━━ EXCERPT TO READ ━━
In light of this view, we would like to introduce into the discussion some extremely important statements made by George Gilder in a recent talk (video here), in which he expounded upon the revolutionary economic views he published in his new book, Knowledge and Power. In that talk, he explains that the economics of Adam Smith -- as positive as Adam Smith's contribution has been to economic thought -- were really a reflection of Newtonian physics, and the view of the human being as a kind of atom in a world of other atoms, responding to the incentives and pressures and scarcities and resources that he or she encountered (see the portion of the video between 3:00 and 4:00).
This view, Gilder explains, in many ways reduces men and women (in the eyes of economic theorists) to the equivalent of a chicken in a "Skinner box," reacting to this or that stimulus. Such a view invites governments to try to create the perfect set of conditions, adding or withdrawing stimulus here or there, trying to prod the poor homo economicus this way or that, in order to steer the economy into growth. George admits that even supply-side economics (of which he has been a champion in the past) falls into this fallacious view of mankind (see the portion of the video between 4:00 and 5:00).
Instead, George offers a radical new view of economic theory -- one that may perhaps be called "post-Newtonian economics"! He argues that an economic system is "a knowledge system, not an incentive system." In a knowledge system, knowledge is gained by performing a series of falsifiable experiments, in order to gain information and ultimately form conclusions. This, George argues, is what entrepreneurs do at all levels (from the largest businesses to the smallest): they try different solutions to see what works. It is the entrepreneur or innovator who comes up with a new solution, who introduces the key element of surprise into the world, who actually creates economic growth.
This is a very different model than the "incentives-driven" view of economic growth. We have touched on this important insight of George's previously here as well. If he is correct, and we believe that he is, then that means that investors should spend a lot less time worrying about the level of Fed stimulus, and a lot more time analyzing which companies are creating "successful experiments," so to speak. Which companies are offering some new solution, a solution which may have been a surprise when they first brought it out, and which solutions are gaining traction as people or businesses like that solution and find value in that solution.
Businesses which we believe are doing that can be found all over the economy, even in the economic conditions we are facing today. They may be creating new solutions in surgery, by using robots; they may be creating new solutions in transportation, by matching up carriers with shippers in more efficient ways; they may be creating new solutions in data networking, by using software to do tasks that previously required dedicated hardware; they may be creating new solutions in ways that we haven't even noticed yet, but which you have noticed in your own business activities or daily life!
We believe George Gilder's new, post-Newtonian way of looking at economic and entrepreneurial activity is truly world-changing. And we believe that adopting that mindset can be very beneficial for investors and economy-watchers alike.
━━━
━━ EXERCISE DATA ━━
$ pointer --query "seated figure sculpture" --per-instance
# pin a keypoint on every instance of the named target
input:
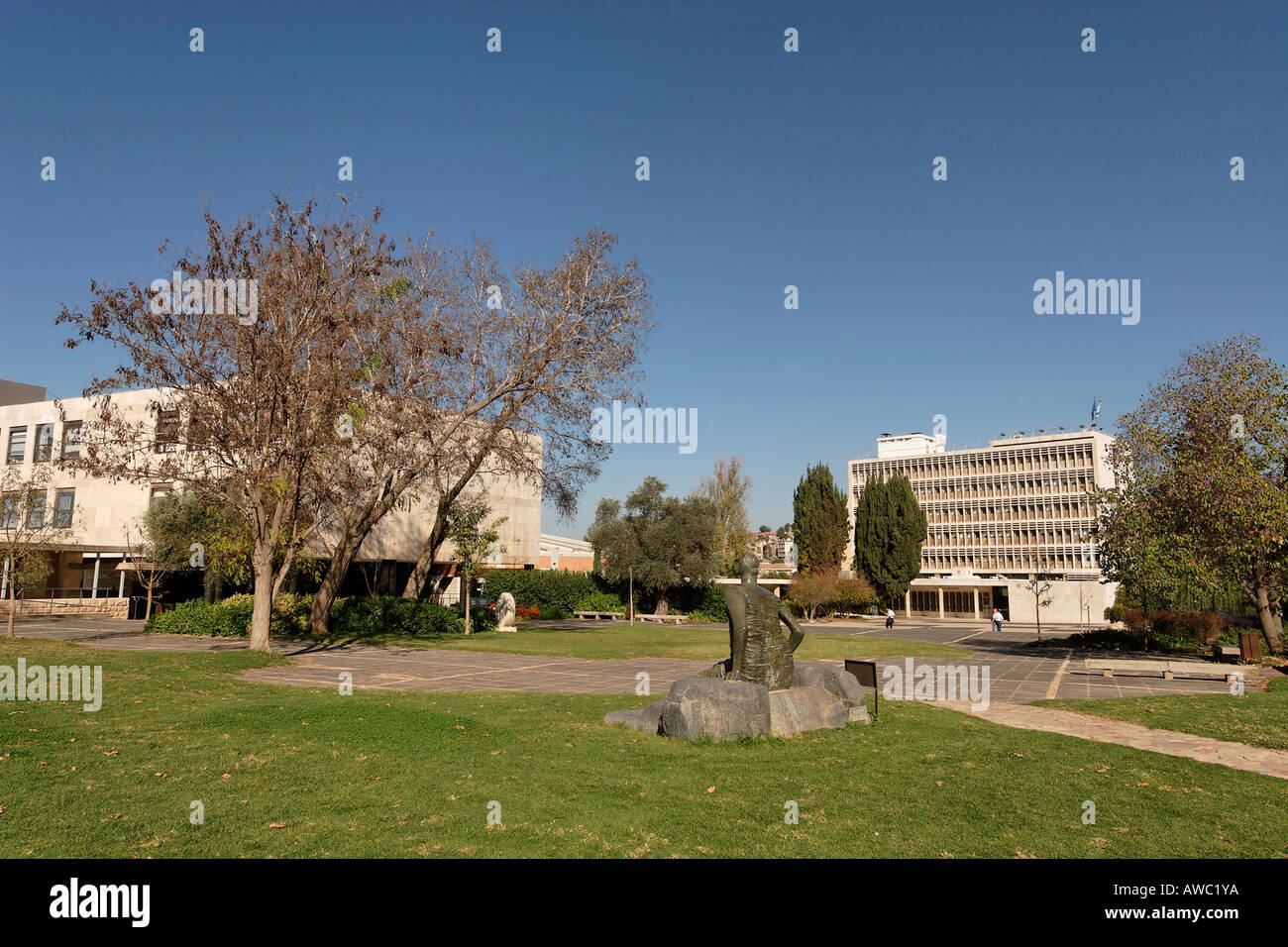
(760, 651)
━━━
TASK LIST.
1 – Return everything in the Gilder excerpt from "Businesses which we" down to "and economy-watchers alike.", copied word for word.
2 – According to the Gilder excerpt, what does Gilder say an economic system is?
Rely only on the Gilder excerpt for what comes next.

SOLUTIONS TO THE EXERCISE.
1 –
Businesses which we believe are doing that can be found all over the economy, even in the economic conditions we are facing today. They may be creating new solutions in surgery, by using robots; they may be creating new solutions in transportation, by matching up carriers with shippers in more efficient ways; they may be creating new solutions in data networking, by using software to do tasks that previously required dedicated hardware; they may be creating new solutions in ways that we haven't even noticed yet, but which you have noticed in your own business activities or daily life!
We believe George Gilder's new, post-Newtonian way of looking at economic and entrepreneurial activity is truly world-changing. And we believe that adopting that mindset can be very beneficial for investors and economy-watchers alike.

2 – A knowledge system, not an incentive system.